_The task_
Copy the rows from the first line through the line holding "[107,41,127,60]", both ends included, replacing "cabinet" with "cupboard" and leaving everything else unchanged. Omit the pictures.

_Provided records_
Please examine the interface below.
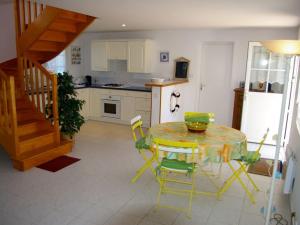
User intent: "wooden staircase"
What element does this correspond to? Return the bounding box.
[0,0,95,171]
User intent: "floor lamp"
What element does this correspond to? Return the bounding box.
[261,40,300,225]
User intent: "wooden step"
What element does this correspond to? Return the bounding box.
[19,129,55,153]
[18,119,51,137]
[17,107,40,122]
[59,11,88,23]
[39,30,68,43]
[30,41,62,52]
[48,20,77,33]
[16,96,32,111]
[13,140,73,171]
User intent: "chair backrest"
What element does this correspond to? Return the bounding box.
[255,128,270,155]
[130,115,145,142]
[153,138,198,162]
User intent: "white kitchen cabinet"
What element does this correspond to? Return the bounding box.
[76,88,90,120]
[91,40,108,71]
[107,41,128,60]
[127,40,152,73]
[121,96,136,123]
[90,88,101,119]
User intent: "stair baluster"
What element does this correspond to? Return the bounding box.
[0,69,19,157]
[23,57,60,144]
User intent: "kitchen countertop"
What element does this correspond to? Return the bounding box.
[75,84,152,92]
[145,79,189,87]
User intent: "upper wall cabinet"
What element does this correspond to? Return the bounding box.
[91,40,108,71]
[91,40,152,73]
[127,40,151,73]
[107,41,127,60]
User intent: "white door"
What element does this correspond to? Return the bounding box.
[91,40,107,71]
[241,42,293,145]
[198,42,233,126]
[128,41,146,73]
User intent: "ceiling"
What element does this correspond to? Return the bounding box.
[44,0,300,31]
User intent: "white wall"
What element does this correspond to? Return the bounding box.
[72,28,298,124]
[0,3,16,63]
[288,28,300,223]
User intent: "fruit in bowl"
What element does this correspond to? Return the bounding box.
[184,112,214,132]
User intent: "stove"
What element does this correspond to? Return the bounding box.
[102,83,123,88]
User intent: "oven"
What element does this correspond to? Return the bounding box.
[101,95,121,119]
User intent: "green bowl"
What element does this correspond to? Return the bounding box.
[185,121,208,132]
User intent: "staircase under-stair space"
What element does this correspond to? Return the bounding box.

_Complete answer_
Please examine the interface below.
User intent: "wooden staircase"
What element does this correspond to? Return the bounding box.
[0,0,95,171]
User intent: "floor lamp"
What element does this correspond to? Return the bounding box.
[261,40,300,225]
User intent: "wooden step"
What element does this correspond to? Return the bounding box.
[19,129,55,153]
[18,119,51,137]
[17,107,40,122]
[59,11,88,23]
[39,30,68,43]
[30,41,62,52]
[48,20,77,33]
[16,96,32,111]
[13,140,73,171]
User intent: "chair backrest"
What element does this correspond to? Return the bounding box.
[255,128,270,155]
[130,115,145,142]
[153,138,198,162]
User intent: "white kitchen cupboard"
What element does this correspond to? Return the bounding box.
[76,88,90,120]
[91,40,108,71]
[107,41,128,60]
[127,40,152,73]
[121,96,136,123]
[90,88,101,119]
User intent: "stair baluster"
What element does this correspond to? Return the bounding box.
[0,69,19,157]
[23,57,60,144]
User intent: "kitchen countertop"
What element does this correspond to? Return the bounding box.
[75,84,152,92]
[145,79,189,87]
User intent: "upper wall cupboard"
What element does this correspond to? Return the bounding box.
[91,40,108,71]
[91,40,152,73]
[127,40,151,73]
[107,41,127,60]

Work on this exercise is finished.